━━━ PASSAGE ━━━

2.      In the afternoon, the Board approved all recommended items including the granting of sabbatical leaves to the deserving faculty.

The Board’s next regularly scheduled meeting will be on March 20, 2019.



Presidential Comments
Board of Regents
January 16, 2019

Thank you Chair Scheben and Members of the Board.

Happy New Year and welcome back to everyone. I hope that your break was both restful and enjoyable.

I would like to welcome the new interim dean of the Haile/US Bank College of Business Johnna Reeder Kleymeyer. This is her second week on the job. I was introduced to Johnna as a member of the presidential transition committee, and as the former President and CEO of REDI-Cincinnati. Johnna’s experience in economic development and regional collaboration to attract and retain companies aligns well with NKU’s mission of leveraging partnerships to connect the talents within the College of Business with the needs of the region. I am delighted to have Johnna lead the Haile/US Bank College of Business during this time of transition.

On December 15, just prior to the holidays, we conferred more than 1,110 degrees to our talented graduates at commencement.

It was an honor to shake hands with each of our graduates and see hope and excitement on their faces—this was a very special moment for me as it was my first commencement at NKU.

Fall Forum
On December 12, we held the president’s fall forum during which I updated the campus on the highlights and accomplishments of the fall semester, a progress report on the strategic framework, and an enrollment and budget update. We also presented an early look at our FY20 budget planning effort. As part of that planning, I provide an update on the options we were considering to address the pension challenge.

━━━ EXTRACTED INFORMATION ━━━

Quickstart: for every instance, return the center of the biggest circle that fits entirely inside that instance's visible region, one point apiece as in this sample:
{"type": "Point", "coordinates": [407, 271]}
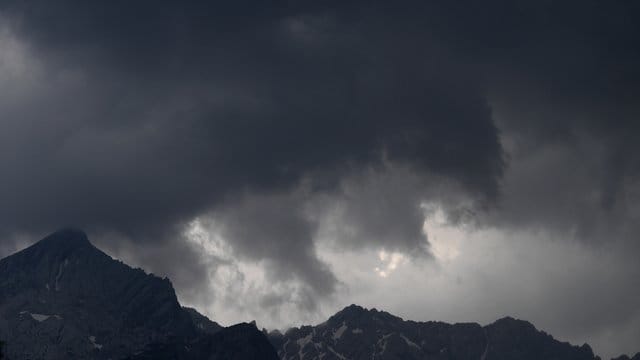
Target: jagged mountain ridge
{"type": "Point", "coordinates": [62, 298]}
{"type": "Point", "coordinates": [357, 333]}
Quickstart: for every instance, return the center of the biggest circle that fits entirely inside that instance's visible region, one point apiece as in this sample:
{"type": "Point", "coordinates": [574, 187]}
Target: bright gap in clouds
{"type": "Point", "coordinates": [475, 275]}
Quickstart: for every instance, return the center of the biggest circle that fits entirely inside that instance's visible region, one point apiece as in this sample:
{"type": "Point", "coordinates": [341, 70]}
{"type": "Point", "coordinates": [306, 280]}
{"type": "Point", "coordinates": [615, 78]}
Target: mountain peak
{"type": "Point", "coordinates": [66, 239]}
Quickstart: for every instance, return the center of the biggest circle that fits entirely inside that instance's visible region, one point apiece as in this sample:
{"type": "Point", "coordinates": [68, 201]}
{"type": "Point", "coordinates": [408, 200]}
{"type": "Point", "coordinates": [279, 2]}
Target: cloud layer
{"type": "Point", "coordinates": [286, 128]}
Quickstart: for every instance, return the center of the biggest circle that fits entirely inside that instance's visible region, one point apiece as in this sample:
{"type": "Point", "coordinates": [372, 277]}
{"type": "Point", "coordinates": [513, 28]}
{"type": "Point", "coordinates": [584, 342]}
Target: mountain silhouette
{"type": "Point", "coordinates": [63, 298]}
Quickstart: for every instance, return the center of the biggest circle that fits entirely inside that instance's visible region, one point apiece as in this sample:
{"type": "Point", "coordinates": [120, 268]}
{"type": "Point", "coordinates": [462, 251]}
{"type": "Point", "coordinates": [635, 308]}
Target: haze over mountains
{"type": "Point", "coordinates": [62, 298]}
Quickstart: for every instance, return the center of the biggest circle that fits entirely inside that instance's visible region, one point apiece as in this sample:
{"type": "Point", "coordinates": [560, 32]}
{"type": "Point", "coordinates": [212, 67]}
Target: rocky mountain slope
{"type": "Point", "coordinates": [358, 333]}
{"type": "Point", "coordinates": [62, 298]}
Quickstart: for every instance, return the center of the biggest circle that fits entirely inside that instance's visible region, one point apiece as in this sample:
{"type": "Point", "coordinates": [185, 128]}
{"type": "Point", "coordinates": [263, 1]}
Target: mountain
{"type": "Point", "coordinates": [62, 298]}
{"type": "Point", "coordinates": [625, 357]}
{"type": "Point", "coordinates": [357, 333]}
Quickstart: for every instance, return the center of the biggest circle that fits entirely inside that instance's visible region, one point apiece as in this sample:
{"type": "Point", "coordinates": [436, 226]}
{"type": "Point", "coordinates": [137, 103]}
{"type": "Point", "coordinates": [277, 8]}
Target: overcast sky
{"type": "Point", "coordinates": [440, 160]}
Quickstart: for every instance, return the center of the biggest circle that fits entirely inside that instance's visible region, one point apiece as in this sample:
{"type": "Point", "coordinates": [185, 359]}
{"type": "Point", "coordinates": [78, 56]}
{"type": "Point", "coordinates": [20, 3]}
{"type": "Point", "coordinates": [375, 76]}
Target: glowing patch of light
{"type": "Point", "coordinates": [390, 262]}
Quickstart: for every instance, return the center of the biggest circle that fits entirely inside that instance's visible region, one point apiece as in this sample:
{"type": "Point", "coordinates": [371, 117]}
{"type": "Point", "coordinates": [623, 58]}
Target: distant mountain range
{"type": "Point", "coordinates": [62, 298]}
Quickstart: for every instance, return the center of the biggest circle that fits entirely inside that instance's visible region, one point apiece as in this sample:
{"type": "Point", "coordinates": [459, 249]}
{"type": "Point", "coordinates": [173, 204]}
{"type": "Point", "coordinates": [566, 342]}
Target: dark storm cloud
{"type": "Point", "coordinates": [134, 118]}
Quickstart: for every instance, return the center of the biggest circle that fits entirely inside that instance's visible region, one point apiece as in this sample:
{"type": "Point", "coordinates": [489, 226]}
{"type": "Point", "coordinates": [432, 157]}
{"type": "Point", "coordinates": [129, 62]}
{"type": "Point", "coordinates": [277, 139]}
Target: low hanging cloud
{"type": "Point", "coordinates": [290, 127]}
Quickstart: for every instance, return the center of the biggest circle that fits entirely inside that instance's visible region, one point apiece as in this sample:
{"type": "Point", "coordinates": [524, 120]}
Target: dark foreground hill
{"type": "Point", "coordinates": [358, 333]}
{"type": "Point", "coordinates": [62, 298]}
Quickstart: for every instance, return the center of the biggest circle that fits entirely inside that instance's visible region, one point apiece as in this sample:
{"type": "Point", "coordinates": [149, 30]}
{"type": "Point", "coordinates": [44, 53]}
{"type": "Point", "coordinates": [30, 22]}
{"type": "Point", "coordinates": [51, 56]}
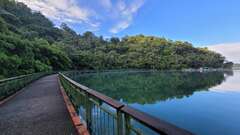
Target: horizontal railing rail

━━━

List every calendar date, with month and day, that appears in the Board of Regents passage above.

- March 20, 2019
- January 16, 2019
- December 15
- December 12